**Dataset entries:**
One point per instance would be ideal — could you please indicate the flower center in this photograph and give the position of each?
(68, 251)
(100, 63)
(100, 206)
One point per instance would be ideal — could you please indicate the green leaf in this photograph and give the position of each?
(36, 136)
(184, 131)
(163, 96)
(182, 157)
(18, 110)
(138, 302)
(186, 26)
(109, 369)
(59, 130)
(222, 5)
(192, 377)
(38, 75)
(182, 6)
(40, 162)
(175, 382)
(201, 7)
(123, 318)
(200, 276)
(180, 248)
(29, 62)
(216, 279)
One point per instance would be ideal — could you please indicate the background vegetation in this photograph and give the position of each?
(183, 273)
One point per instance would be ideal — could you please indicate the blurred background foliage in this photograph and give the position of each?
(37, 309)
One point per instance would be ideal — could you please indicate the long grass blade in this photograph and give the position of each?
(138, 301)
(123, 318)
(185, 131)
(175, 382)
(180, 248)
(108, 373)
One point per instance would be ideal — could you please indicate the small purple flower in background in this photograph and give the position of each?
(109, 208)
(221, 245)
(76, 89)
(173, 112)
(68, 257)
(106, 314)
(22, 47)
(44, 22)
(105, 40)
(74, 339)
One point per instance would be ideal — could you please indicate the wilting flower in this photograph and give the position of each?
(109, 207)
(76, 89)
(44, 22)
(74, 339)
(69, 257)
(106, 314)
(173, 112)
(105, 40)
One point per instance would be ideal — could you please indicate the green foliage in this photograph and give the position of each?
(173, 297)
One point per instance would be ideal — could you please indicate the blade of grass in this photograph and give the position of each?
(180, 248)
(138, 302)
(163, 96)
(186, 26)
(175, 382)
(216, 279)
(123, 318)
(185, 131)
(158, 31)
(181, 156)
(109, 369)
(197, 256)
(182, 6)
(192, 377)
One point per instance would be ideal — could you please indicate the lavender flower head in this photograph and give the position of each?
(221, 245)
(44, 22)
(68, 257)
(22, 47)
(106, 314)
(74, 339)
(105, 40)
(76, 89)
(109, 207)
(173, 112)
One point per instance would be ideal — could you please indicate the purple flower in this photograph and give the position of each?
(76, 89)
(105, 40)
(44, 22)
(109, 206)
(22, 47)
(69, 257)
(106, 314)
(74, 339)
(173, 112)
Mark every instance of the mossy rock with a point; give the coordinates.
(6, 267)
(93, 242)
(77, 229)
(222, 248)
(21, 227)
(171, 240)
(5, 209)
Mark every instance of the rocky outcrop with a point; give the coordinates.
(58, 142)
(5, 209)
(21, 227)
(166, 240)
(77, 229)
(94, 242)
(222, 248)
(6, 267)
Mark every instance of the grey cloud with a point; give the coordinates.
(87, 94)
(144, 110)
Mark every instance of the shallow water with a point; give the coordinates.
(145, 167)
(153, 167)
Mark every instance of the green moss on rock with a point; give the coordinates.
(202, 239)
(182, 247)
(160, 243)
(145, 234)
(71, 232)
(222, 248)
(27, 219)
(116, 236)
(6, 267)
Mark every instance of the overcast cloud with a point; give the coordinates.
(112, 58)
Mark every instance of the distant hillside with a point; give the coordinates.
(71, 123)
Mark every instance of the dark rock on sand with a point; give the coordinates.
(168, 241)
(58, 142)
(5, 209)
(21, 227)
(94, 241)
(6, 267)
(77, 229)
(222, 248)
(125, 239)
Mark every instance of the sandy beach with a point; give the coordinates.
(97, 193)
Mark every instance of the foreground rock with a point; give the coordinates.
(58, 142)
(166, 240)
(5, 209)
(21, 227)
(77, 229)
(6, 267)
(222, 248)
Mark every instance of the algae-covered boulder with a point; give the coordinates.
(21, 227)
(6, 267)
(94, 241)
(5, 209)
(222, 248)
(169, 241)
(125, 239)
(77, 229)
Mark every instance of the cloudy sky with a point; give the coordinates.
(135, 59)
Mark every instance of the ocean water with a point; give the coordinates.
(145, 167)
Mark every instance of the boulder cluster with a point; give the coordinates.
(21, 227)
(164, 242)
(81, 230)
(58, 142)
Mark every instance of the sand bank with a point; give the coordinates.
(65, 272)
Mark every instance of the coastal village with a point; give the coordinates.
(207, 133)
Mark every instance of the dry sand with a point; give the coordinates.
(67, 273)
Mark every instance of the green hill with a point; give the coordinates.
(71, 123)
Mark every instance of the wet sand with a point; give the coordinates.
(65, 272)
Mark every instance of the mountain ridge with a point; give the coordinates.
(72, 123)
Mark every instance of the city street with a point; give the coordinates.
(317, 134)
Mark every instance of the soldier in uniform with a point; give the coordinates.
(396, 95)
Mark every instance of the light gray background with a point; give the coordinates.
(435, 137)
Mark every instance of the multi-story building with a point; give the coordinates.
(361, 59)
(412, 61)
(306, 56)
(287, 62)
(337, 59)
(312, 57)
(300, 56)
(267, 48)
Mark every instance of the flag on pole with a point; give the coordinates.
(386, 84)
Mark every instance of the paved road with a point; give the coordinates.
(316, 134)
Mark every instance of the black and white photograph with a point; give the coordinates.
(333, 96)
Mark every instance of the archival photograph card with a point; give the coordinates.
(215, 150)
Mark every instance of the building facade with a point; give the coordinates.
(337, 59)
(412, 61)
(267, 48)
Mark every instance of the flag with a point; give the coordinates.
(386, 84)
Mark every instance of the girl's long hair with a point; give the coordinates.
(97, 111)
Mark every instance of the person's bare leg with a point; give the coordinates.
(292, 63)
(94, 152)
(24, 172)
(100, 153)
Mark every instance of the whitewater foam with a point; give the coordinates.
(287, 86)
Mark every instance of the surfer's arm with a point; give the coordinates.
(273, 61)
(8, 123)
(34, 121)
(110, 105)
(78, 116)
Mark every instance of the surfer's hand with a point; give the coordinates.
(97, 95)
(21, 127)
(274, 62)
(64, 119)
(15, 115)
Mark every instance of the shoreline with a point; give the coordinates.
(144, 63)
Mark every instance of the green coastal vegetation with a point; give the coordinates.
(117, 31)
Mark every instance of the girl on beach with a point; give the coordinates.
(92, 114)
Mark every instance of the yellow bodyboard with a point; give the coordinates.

**ACTIVITY:** Every entry shown above should be transcribed without alteration.

**YOUR SOLUTION:**
One point per instance would be ideal — could you please indicate the flower center in this photograph and give the position of each?
(68, 251)
(100, 63)
(100, 206)
One point per instance would be ideal — could you please indicate the green leaf in this photograph and give the position of each?
(36, 136)
(184, 131)
(163, 96)
(182, 157)
(18, 110)
(138, 302)
(186, 26)
(109, 369)
(59, 130)
(222, 5)
(192, 377)
(38, 75)
(182, 6)
(40, 162)
(175, 382)
(201, 7)
(123, 318)
(200, 276)
(180, 248)
(29, 62)
(216, 279)
One point per instance would be ideal — could you please indicate the background vegetation in this photograph and give the position of each?
(183, 273)
One point per instance would be ideal — could you please indicate the blurred background foliage in this photograph and give the position of each?
(37, 309)
One point per instance would be ideal — could you please indicate the long grass blade in this photograph and give the position of each?
(138, 301)
(123, 318)
(185, 131)
(175, 382)
(180, 248)
(108, 373)
One point per instance would be ideal — could you please indicate the small purple flower in background in this photograph and give the position of each?
(109, 208)
(221, 245)
(76, 89)
(173, 112)
(68, 257)
(106, 314)
(22, 47)
(44, 22)
(105, 40)
(74, 339)
One point per instance would be ideal — could you please indicate the wilting flower in this photograph and give the position of each?
(109, 207)
(76, 89)
(44, 22)
(74, 339)
(69, 257)
(106, 314)
(173, 112)
(105, 40)
One point per instance would be ideal — could you please indicate the green foliage in this photograph and give the position of each?
(173, 297)
One point per instance would be ideal — could you please indicate the blade of grass in this photograph and give the position of each?
(180, 248)
(138, 302)
(163, 96)
(186, 26)
(175, 382)
(216, 279)
(123, 318)
(185, 131)
(158, 31)
(181, 156)
(109, 369)
(197, 256)
(182, 6)
(192, 377)
One point per instance would be ideal — could you please indicate the lavender flower head in this photograph and give the position of each?
(221, 245)
(44, 22)
(68, 257)
(22, 47)
(106, 314)
(74, 339)
(105, 40)
(76, 89)
(109, 207)
(173, 112)
One point per instance would be ideal — could you please indicate the purple flower in this photograph and give the position of each?
(76, 89)
(105, 40)
(44, 22)
(109, 206)
(22, 47)
(69, 257)
(106, 314)
(74, 339)
(173, 112)
Mark every instance of the mossy rock with a point; give the coordinates.
(6, 267)
(93, 242)
(77, 229)
(222, 248)
(21, 227)
(171, 240)
(5, 209)
Mark every instance of the rocky outcrop with a point; give the coordinates.
(58, 142)
(5, 209)
(21, 227)
(166, 240)
(77, 229)
(94, 242)
(222, 248)
(6, 267)
Mark every instance of the grey cloud with a point; give the coordinates.
(87, 94)
(144, 110)
Mark every instance of the shallow water with a point; give the coordinates.
(145, 167)
(153, 167)
Mark every instance of the green moss on rock with a point; give the coordinates.
(202, 239)
(182, 247)
(160, 243)
(145, 234)
(71, 232)
(222, 248)
(27, 219)
(116, 236)
(6, 267)
Mark every instance of the overcast cloud with a point; give the coordinates.
(112, 58)
Mark every instance of the distant hillside with a point; give the coordinates.
(71, 123)
Mark every instance of the dark rock on sand with a point; give the coordinates.
(168, 241)
(58, 142)
(5, 209)
(21, 227)
(94, 241)
(6, 267)
(77, 229)
(222, 248)
(125, 239)
Mark every instance of the sandy beach with a point; give the coordinates.
(97, 193)
Mark every instance of the foreground rock with a point; give the coordinates.
(58, 142)
(166, 240)
(5, 209)
(21, 227)
(77, 229)
(6, 267)
(222, 248)
Mark every instance of the algae-covered boulder with a point; give the coordinates.
(21, 227)
(6, 267)
(94, 241)
(5, 209)
(222, 248)
(169, 241)
(125, 239)
(77, 229)
Mark every instance of the cloudy sky with a point; give the coordinates.
(135, 59)
Mark every instance of the ocean water with a point; give the coordinates.
(145, 167)
Mark every instance of the boulder cluster with a point; give the coordinates.
(21, 227)
(164, 242)
(81, 230)
(58, 142)
Mark every instance of the sand bank with a point; give the coordinates.
(65, 272)
Mark every instance of the coastal village with a point; give the coordinates.
(207, 133)
Mark every instance of the dry sand with a point; give the coordinates.
(67, 273)
Mark every instance of the green hill with a point; give the coordinates.
(71, 123)
Mark every instance of the wet sand with a point; give the coordinates.
(65, 272)
Mark every instance of the mountain ridge with a point; give the coordinates.
(72, 123)
Mark every instance of the city street with a point; give the coordinates.
(317, 134)
Mark every instance of the soldier in uniform with a point; give the coordinates.
(396, 95)
Mark every instance of the light gray background with a point; give the coordinates.
(435, 137)
Mark every instance of the multi-story building with a point; give the coordinates.
(361, 59)
(412, 61)
(306, 56)
(287, 62)
(337, 59)
(312, 57)
(300, 56)
(267, 48)
Mark every instance of the flag on pole with a point; give the coordinates.
(386, 84)
Mark every instance of the paved road with a point; give the coordinates.
(316, 134)
Mark every instance of the black and white photograph with a point; give the coordinates.
(333, 96)
Mark every instance of the archival photograph card with a point; give the coordinates.
(215, 150)
Mark every instance of the building facade with a point; give the coordinates.
(337, 59)
(412, 61)
(267, 48)
Mark every instance of the flag with a point; give the coordinates.
(386, 84)
Mark every instance of the girl's long hair with a point; give the coordinates.
(97, 111)
Mark every instance of the person's bare leg with a point; give the coordinates.
(292, 63)
(94, 152)
(24, 172)
(100, 153)
Mark every instance of the whitewater foam with a point; give the coordinates.
(287, 86)
Mark every instance of the surfer's arm with a point; give the coordinates.
(273, 61)
(8, 123)
(34, 121)
(110, 105)
(78, 116)
Mark every instance of the surfer's hand with a point; give the coordinates.
(97, 95)
(21, 127)
(274, 62)
(64, 119)
(15, 115)
Mark every instance of the shoreline with a point; give the coordinates.
(144, 63)
Mark every instance of the green coastal vegetation with a point; give the coordinates.
(117, 31)
Mark every instance of the girl on beach with a point; give the coordinates.
(92, 114)
Mark every instance of the yellow bodyboard with a point; give the coordinates.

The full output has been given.